_TEXT PASSAGE_:
-- Opening Marker --

Deloitte surveyed 2,103 people in January and 1,101 consumers again in May to compare pre-COVID-19 numbers with sentiments during the pandemic. By the second survey, nearly 95% of the U.S. population had been under “shelter in place” orders, business activity had been widely restricted, and more than 20 million people in the U.S. had lost their jobs.

Increased subscriptions and cancellations

Above: The average consumer now has four streaming video subscriptions.

Image Credit: Deloitte

At the end of 2019, consumers were loading up on paid media subscriptions and sampling free services. They subscribed to an average of 12 media and entertainment services while also seeking more free and subsidized entertainment, such as ad-supported streaming video. With so many entertainment options, competition to attract and retain customers was fierce, and costs, competition, and subscription fatigue were already setting in.

Signups accelerated during the pandemic, as people found themselves in lockdown with more time on their hands. But COVID-19 has also accelerated cancellations as people face loss of income and economic uncertainty. While it’s too soon to say what trends will look like after lockdown, consumer choices today could shape the industry for the next decade, Deloitte said.

“The No. 1 reason people actually sign up for a service is for some exclusive content,” said Westcott. “So they’re chasing content someone has told them about. They go sign up for that. But then during the COVID-19 crisis, the No. 1 reason that people actually canceled services was either costs or the free trial ended. We continue to see a lot of new subscribers, but also we continue to see quite a bit of churn.”

-- Closing Marker --

_INPUT DATA_:
-- Opening Marker --

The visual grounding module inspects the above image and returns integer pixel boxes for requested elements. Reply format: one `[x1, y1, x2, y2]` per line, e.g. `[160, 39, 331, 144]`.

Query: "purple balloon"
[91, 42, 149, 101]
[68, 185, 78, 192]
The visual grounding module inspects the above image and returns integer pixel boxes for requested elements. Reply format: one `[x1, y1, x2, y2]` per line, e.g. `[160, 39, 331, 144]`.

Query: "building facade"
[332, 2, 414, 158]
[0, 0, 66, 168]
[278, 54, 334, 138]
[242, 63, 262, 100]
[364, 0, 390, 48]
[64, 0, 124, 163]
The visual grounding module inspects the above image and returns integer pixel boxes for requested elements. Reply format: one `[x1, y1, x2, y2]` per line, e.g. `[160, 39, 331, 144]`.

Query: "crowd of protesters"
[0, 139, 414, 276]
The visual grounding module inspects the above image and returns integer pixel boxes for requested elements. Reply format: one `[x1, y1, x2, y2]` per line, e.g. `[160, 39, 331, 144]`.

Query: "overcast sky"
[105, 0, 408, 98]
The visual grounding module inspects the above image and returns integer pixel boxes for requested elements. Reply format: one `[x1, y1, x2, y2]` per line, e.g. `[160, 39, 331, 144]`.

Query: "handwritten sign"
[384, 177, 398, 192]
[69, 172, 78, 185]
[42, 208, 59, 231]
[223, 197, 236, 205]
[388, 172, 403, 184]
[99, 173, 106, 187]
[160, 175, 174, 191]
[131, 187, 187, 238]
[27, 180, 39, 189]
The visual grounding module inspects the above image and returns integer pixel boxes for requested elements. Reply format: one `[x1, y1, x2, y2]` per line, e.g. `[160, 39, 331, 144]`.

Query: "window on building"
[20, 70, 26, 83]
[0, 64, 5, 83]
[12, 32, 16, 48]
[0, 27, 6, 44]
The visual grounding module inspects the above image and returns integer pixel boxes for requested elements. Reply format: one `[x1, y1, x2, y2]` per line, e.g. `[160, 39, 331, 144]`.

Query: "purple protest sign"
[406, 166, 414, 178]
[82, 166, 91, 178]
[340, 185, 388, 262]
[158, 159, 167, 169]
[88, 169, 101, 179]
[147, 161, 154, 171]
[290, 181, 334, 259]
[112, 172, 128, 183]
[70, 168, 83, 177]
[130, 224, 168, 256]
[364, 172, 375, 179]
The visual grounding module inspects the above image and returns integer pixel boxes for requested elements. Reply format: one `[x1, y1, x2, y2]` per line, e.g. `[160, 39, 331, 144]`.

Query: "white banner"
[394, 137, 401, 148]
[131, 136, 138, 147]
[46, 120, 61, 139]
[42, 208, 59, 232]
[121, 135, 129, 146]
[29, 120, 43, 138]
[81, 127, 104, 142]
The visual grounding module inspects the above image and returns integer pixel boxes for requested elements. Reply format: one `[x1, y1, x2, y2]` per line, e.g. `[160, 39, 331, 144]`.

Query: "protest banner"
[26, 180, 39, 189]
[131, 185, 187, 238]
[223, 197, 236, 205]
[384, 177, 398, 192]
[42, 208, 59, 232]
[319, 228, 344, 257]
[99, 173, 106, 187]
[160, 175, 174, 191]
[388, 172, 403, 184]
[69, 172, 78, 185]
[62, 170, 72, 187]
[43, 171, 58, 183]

-- Closing Marker --

_INSTRUCTIONS_:
- a) Condense the paragraph of the passage on streaming subscriptions that begins "At the end of 2019" into two sentences, keeping its main facts.
- b) Write a continuation of the passage on streaming subscriptions that picks up right after its final quotation.

_OUTPUTS IN ORDER_:
- a) By late 2019, consumers had an average of 12 paid media and entertainment subscriptions and were also seeking free and subsidized options such as ad-supported streaming video. With so many choices, competition for customers was fierce, and costs, competition, and subscription fatigue were already setting in.

- b)
Westcott said media consumption is now more fluid and round-the-clock. Customer acquisition has accelerated, especially in paid streaming video, music, and gaming subscriptions. People have more time on their hands to watch, listen, and play games, and they are adding services to get new content. Social viewing, livestreaming, and first-run movies that release directly to digital services have all shown strong engagement during shelter-in-place guidelines.

At the same time, it is harder to keep customers. Introductory offers of free or reduced rates, along with compelling original content, are attracting subscribers. But these subscribers are likely to cancel the service if content dries up and they can’t justify paying the full price. For instance, people might subscribe to Disney+ to watch The Mandalorian. But once they do so, they may quickly cancel.

“My expectation of the evolution of the streaming platforms is we will end up with a handful of dominant players who not only have their own exclusive content, but they’ll aggregate a lot of content,” Westcott said.

Cost issues

Above: Ad-supported video streaming is gaining ground.

Image Credit: Deloitte

The emergence of free, ad-supported alternatives makes it even more critical for subscription services to deliver value, especially since they’re up against growing competition from livestreaming video services and video gaming, Westcott said. Cost is a big issue here — 39% of COVID-19 survey respondents reported a decrease in their household income since the pandemic began.

These consumers have been adding and canceling subscriptions in search of entertainment and savings. For example, 20% of U.S. consumers made changes to their streaming music subscriptions: 12% added at least one service, 5% canceled at least one, and 3% added some and canceled others. This means they’re searching for new entertainment but staying conscious of costs, Westcott said.

In the pre-COVID-19 survey, 27% of U.S. consumers said they had planned to add a new streaming video service in the coming year. Since the pandemic began, 23% have added at least one new paid streaming video service. With this leap, 80% of U.S. consumers now subscribe to at least one paid streaming video service, up from 73% in the pre-COVID-19 survey.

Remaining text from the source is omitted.